What you should do: Repeat the passage of the tribute to Carmen starting with "Carmen wasn't hand-tamed, and" and going on through "when being spoiled!).", swapping "cockatiel" for "parakeet".

Supplied text:
::::::::::
Carmen wasn't hand-tamed, and she wasn't really interested in people. I loved her, and she was mildly fond of me. She had an interest in Loki the cockatiel and utter distaste for everyone else in the house. But why should she like people? She didn't have to, as far as I'm concerned. I like to think she lived a good life here, and that she was happy to be left alone (except when being spoiled!).
She had a massive cage with a variety of perches, a healthy diet with vitamin supplements, treats, free-range time and vet care whenever it was needed. Her favourite game was to land on the Kleenex box, pull off pieces and spread them all over the couch. She liked to drink out of the rabbits' water bowl and her favourite kind of greens were the little curly ones in the mix.
I loved Carmen, but I won't pretend that my grief over her loss is the same as it was with Alice. There is a different dynamic when the love is mutual. But it's grief nonetheless, and guilt - could I have done anything to prevent this? Anything else to fix it? The house certainly seems empty without her. Loki the cockatiel, probably the only one Carmen considered a friend, landed on her cage the next day and peered inside, looking back and forth from the empty cage to me. How to explain she's not coming back?
It's not fair. We lost our Alice only four months ago, and now this. The last two years, we have lost too many members of our family, both human and animal. My pets get the best care I can possibly give them, and I always try to make life better for them. It's so frustrating to lose them nonetheless. I had to play a concert at the St Lawrence Centre later that day, and I don't think I've ever played the horn so angrily in my life.
I wish she'd had so many more years, but I like to think she was really happy here in the time that she had.
Rest in peace, little sweetheart.
::::::::::
Records shown:
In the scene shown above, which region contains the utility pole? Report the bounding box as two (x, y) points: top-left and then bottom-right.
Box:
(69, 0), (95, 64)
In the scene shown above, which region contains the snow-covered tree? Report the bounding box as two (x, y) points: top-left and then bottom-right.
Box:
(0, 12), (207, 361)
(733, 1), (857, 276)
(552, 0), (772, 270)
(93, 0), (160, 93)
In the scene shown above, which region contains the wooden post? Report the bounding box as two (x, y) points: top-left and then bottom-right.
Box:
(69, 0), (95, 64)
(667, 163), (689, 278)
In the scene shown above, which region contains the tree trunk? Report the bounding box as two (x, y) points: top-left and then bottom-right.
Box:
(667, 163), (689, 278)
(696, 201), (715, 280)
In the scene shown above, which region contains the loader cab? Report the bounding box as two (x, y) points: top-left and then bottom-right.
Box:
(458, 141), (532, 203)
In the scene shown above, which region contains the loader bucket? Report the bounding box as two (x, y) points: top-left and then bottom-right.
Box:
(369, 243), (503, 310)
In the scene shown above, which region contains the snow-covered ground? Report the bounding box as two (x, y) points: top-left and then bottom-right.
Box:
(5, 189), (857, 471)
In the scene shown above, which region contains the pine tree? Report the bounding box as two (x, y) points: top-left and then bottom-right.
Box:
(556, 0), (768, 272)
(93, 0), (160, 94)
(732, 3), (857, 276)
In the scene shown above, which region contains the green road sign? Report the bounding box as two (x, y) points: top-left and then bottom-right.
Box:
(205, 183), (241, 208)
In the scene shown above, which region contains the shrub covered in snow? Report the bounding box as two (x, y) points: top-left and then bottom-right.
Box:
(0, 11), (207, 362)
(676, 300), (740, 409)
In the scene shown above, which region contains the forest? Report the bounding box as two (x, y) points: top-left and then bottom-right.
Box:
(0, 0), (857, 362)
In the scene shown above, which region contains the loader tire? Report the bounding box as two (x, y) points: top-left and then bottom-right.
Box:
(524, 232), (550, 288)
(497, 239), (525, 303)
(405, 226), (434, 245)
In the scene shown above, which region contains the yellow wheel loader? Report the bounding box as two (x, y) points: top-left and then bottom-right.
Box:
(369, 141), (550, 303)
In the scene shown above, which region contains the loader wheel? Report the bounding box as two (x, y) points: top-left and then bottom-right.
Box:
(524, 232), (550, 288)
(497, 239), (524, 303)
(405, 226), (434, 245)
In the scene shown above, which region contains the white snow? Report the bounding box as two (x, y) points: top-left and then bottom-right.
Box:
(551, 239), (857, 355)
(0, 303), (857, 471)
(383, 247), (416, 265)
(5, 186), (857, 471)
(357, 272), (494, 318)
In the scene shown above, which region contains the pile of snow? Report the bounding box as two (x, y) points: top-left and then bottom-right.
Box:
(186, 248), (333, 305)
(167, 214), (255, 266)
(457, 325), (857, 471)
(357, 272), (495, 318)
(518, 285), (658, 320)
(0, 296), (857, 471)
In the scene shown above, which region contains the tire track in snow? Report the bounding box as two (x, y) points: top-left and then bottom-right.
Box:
::::::::::
Exercise answer:
Carmen wasn't hand-tamed, and she wasn't really interested in people. I loved her, and she was mildly fond of me. She had an interest in Loki the parakeet and utter distaste for everyone else in the house. But why should she like people? She didn't have to, as far as I'm concerned. I like to think she lived a good life here, and that she was happy to be left alone (except when being spoiled!).